Data supplied:
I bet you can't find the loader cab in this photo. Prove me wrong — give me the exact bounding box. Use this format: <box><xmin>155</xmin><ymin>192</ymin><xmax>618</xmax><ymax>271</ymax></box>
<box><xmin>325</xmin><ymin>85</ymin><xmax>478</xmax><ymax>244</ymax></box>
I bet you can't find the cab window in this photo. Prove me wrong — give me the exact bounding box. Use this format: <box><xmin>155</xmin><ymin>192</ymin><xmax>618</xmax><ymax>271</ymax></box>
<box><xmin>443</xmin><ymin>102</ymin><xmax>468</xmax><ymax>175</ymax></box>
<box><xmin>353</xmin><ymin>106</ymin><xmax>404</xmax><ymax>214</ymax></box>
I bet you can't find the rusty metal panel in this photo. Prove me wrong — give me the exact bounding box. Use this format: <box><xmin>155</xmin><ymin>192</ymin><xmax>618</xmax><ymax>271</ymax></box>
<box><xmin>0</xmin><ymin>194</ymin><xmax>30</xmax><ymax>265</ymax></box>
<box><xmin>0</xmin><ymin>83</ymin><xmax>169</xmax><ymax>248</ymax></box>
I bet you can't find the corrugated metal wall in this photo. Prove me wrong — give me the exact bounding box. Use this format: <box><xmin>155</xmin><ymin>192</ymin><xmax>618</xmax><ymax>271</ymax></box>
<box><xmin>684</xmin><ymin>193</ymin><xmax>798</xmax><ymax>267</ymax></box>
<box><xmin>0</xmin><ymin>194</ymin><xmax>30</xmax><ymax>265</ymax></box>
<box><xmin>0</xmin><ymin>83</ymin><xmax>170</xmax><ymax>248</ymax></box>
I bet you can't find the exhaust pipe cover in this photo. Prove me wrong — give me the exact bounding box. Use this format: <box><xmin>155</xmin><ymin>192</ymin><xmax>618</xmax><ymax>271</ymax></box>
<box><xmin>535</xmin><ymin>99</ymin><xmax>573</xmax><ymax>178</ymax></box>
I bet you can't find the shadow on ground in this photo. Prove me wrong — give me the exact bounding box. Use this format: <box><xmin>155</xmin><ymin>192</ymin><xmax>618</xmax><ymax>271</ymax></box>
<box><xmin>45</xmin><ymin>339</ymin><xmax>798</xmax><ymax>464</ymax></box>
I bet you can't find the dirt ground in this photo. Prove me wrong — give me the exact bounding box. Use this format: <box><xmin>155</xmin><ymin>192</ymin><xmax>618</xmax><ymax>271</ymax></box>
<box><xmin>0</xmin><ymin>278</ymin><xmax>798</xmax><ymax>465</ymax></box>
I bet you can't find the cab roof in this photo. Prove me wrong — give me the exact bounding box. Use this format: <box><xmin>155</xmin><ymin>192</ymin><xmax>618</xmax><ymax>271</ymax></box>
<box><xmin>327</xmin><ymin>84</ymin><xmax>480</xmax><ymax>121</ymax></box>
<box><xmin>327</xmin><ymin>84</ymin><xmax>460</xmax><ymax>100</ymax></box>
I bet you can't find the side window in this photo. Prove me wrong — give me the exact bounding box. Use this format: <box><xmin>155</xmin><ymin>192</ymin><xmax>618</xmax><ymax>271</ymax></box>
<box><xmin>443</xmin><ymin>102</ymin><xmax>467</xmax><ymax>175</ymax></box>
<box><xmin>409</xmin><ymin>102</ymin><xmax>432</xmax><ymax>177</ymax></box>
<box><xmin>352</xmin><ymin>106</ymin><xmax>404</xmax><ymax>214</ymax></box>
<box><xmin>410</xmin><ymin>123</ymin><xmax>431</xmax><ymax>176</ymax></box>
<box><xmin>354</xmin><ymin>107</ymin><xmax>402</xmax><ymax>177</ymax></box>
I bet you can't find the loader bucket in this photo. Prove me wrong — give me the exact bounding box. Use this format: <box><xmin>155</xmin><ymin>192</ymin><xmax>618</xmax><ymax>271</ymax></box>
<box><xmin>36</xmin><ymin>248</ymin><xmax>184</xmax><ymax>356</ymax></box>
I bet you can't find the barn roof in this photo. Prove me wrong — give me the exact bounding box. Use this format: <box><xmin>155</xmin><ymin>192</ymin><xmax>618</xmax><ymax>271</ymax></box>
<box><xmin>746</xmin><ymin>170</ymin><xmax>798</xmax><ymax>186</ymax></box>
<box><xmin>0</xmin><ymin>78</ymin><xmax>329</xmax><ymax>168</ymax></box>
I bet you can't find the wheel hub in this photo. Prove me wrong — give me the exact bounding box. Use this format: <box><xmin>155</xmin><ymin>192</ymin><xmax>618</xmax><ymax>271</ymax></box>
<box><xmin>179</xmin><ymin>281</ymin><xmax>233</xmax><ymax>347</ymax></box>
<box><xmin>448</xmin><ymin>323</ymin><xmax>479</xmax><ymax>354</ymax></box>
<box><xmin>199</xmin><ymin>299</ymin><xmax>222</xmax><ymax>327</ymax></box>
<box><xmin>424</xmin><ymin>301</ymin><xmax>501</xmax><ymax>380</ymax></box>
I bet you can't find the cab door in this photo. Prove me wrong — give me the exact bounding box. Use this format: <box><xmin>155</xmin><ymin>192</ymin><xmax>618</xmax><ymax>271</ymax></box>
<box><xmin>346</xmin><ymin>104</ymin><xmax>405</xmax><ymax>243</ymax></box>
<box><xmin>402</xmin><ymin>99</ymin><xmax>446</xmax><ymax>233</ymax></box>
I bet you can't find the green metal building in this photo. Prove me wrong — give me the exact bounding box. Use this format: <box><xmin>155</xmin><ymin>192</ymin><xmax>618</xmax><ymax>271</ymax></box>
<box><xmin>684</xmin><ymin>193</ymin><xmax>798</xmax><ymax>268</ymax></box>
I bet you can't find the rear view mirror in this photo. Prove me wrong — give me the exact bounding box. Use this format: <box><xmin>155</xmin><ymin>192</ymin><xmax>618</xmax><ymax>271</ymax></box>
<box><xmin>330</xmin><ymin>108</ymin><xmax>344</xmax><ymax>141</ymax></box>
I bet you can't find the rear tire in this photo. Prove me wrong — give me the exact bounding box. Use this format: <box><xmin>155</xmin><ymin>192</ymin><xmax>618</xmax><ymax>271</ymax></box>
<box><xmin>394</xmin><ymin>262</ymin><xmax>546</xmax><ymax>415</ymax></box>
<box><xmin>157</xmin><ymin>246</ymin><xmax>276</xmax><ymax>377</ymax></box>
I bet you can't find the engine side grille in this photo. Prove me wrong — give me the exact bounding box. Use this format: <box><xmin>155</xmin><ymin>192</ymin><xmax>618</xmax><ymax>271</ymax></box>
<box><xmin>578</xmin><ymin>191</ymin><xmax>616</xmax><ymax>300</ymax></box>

Goal: Locate every line in the entries above that contains the word "green", and copy each of those lines in full.

Response to the exercise:
I bet you can't find the green metal building in this photo. Prove me wrong — give me the exact bounding box. Use this format: <box><xmin>155</xmin><ymin>192</ymin><xmax>618</xmax><ymax>271</ymax></box>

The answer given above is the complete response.